** begin **

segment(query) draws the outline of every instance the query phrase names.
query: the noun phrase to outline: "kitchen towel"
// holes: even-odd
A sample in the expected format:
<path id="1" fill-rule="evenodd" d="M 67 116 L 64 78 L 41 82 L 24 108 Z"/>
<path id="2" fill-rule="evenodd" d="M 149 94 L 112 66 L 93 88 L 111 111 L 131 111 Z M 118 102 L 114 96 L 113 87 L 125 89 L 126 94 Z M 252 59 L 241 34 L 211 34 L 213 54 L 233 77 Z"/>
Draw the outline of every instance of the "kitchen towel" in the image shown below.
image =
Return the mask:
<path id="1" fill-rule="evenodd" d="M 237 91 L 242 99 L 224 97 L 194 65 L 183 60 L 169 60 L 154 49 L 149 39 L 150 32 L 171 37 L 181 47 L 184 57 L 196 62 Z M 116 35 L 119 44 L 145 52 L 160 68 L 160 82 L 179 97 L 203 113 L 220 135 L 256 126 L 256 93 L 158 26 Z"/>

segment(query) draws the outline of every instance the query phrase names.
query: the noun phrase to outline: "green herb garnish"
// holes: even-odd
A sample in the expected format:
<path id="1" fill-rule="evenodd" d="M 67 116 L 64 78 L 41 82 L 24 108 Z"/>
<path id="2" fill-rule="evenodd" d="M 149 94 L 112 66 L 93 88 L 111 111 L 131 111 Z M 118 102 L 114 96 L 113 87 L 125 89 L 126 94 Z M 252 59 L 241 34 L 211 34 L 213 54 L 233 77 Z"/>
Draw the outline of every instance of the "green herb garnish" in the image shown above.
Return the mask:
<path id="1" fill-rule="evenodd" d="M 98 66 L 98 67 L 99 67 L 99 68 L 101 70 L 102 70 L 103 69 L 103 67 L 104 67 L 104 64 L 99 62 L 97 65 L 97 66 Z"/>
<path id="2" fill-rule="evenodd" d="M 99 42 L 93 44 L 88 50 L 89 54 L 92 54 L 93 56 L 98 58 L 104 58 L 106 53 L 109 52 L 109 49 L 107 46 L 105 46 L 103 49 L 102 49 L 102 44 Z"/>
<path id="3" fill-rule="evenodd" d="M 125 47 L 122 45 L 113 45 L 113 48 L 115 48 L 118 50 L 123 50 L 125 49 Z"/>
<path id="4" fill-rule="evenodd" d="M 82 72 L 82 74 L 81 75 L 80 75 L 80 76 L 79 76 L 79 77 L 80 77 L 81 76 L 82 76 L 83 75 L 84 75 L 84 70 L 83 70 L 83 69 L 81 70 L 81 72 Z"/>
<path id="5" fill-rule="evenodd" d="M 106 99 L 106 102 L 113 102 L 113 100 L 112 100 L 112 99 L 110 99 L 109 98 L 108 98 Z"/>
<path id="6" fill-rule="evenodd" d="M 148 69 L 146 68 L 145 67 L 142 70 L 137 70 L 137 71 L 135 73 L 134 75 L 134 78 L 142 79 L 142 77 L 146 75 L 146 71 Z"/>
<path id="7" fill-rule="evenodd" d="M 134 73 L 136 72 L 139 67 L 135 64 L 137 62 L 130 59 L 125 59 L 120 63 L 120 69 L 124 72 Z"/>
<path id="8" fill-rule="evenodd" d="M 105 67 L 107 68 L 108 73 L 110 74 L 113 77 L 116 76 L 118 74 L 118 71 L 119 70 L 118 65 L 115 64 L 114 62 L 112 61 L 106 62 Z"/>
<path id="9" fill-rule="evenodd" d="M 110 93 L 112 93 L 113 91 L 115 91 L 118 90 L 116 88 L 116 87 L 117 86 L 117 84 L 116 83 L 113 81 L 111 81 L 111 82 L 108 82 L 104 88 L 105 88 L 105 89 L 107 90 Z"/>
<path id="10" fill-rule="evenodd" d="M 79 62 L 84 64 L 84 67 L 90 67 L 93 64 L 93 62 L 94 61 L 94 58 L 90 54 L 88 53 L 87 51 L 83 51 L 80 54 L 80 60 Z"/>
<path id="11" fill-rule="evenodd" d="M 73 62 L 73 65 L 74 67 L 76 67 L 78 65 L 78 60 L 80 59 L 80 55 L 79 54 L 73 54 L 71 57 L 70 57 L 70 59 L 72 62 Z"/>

** end **

Goal: Print, unchanged, the stretch from the start of the records through the line that contains "237 91 L 242".

Task output:
segment(query) draws the outline of every instance the query phrase names.
query: the noun phrase to outline: "kitchen towel"
// holes: even-odd
A sample in the expected format:
<path id="1" fill-rule="evenodd" d="M 67 116 L 64 78 L 41 82 L 24 108 Z"/>
<path id="2" fill-rule="evenodd" d="M 149 94 L 112 66 L 93 88 L 111 111 L 131 111 Z M 118 102 L 114 96 L 113 87 L 125 89 L 126 94 Z M 252 59 L 241 34 L 211 34 L 213 54 L 233 77 Z"/>
Draw the outline of every instance of the "kitchen towel" in the image shown below.
image =
Return the mask:
<path id="1" fill-rule="evenodd" d="M 237 91 L 242 99 L 224 97 L 194 65 L 183 60 L 169 60 L 154 49 L 149 39 L 150 32 L 171 37 L 181 47 L 184 57 L 196 62 Z M 116 35 L 119 44 L 145 52 L 160 68 L 160 82 L 179 97 L 203 113 L 220 135 L 256 126 L 256 93 L 158 26 Z"/>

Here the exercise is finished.